Collected data:
'''

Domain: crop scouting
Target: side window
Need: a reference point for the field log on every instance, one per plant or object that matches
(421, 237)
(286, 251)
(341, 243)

'''

### YOUR GOAL
Type out the entries again, word for word.

### RESPONSE AREA
Domain: crop scouting
Target: side window
Need: a reference point for the field log on every instance, one per plant or object that matches
(421, 237)
(286, 251)
(341, 243)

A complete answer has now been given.